**** EXTRACTED RECORDS ****
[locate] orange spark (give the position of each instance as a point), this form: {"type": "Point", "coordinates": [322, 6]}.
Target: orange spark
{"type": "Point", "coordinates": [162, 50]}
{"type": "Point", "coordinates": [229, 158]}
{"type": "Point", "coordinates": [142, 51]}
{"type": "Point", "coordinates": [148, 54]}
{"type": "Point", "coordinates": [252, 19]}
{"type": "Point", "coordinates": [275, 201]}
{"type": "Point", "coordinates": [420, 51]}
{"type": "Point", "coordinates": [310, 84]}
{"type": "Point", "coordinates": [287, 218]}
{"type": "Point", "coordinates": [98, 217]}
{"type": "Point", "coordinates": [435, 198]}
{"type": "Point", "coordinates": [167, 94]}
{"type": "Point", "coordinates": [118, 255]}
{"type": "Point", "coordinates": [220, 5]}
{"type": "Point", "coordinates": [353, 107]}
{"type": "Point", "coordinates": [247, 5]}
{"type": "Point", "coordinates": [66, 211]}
****
*EXERCISE GOAL*.
Every line of the listing should be reproduced exactly.

*TASK SOLUTION*.
[locate] orange spark (give the position of each instance as a point), this form: {"type": "Point", "coordinates": [322, 6]}.
Target: orange spark
{"type": "Point", "coordinates": [162, 50]}
{"type": "Point", "coordinates": [229, 158]}
{"type": "Point", "coordinates": [142, 51]}
{"type": "Point", "coordinates": [148, 54]}
{"type": "Point", "coordinates": [252, 19]}
{"type": "Point", "coordinates": [275, 201]}
{"type": "Point", "coordinates": [420, 51]}
{"type": "Point", "coordinates": [310, 84]}
{"type": "Point", "coordinates": [287, 218]}
{"type": "Point", "coordinates": [98, 217]}
{"type": "Point", "coordinates": [435, 198]}
{"type": "Point", "coordinates": [167, 94]}
{"type": "Point", "coordinates": [118, 255]}
{"type": "Point", "coordinates": [220, 5]}
{"type": "Point", "coordinates": [353, 107]}
{"type": "Point", "coordinates": [247, 5]}
{"type": "Point", "coordinates": [66, 211]}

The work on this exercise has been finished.